++++ Supplied records ++++
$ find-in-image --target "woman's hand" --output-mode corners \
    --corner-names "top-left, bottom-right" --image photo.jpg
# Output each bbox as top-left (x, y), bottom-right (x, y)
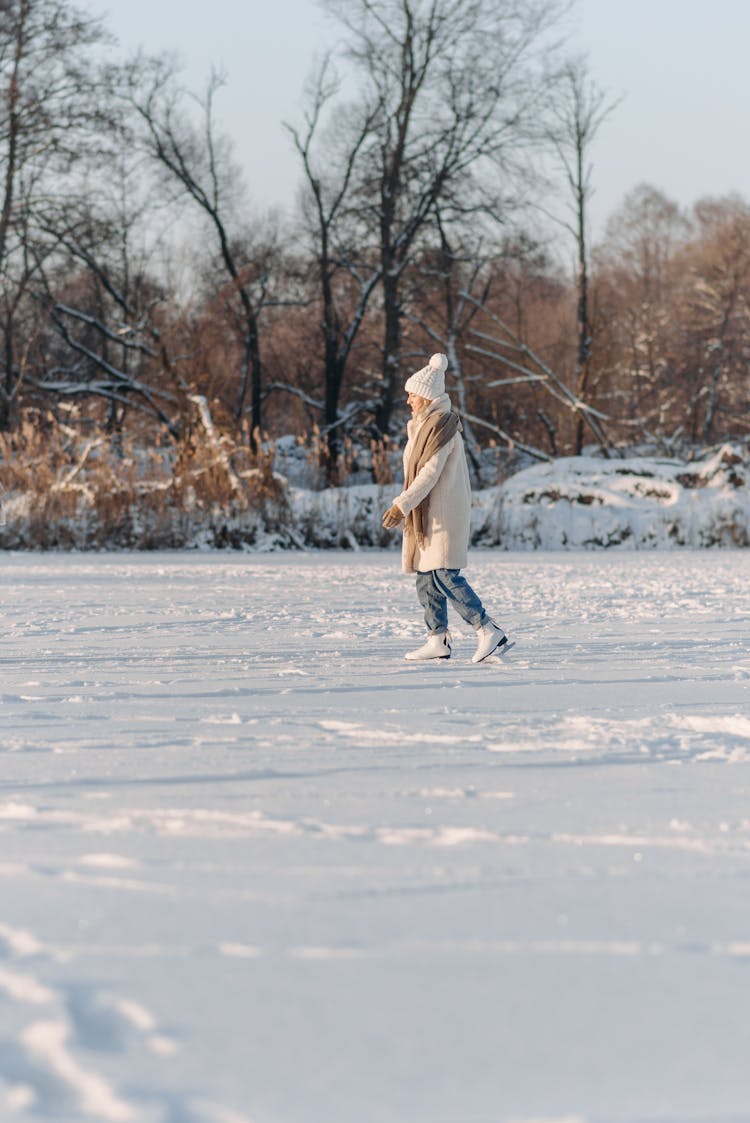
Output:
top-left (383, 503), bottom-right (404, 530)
++++
++++ Supplied records ++++
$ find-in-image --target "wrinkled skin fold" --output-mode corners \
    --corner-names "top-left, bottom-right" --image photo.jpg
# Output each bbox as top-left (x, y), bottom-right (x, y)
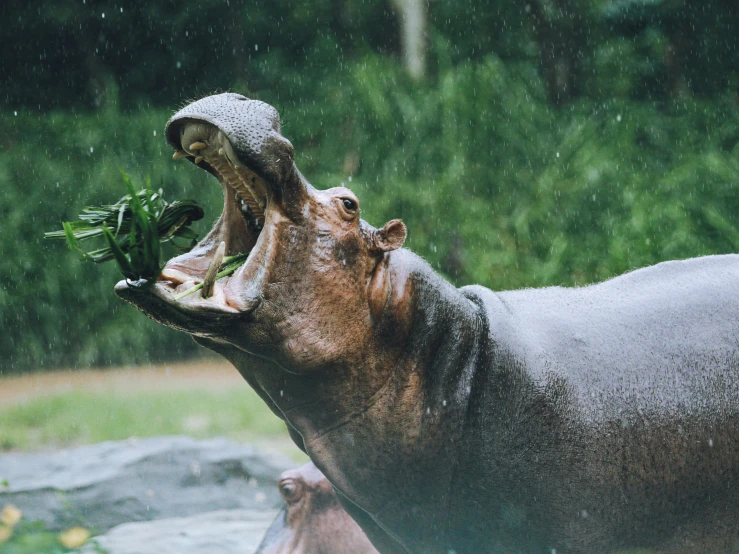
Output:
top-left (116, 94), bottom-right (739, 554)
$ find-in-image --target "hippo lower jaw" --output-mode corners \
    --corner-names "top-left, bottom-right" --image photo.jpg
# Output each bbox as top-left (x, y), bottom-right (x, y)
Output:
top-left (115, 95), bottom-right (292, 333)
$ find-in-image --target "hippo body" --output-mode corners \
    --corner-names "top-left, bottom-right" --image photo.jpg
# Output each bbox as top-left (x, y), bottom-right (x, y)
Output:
++++
» **What is expected**
From the rows above, pick out every line containing the word "hippo" and copy each of those lines.

» **Written solution**
$ find-in-image --target "hippo lower jaw" --output-mode corners \
$ find-in-image --target "hippo body" --output-mode corners \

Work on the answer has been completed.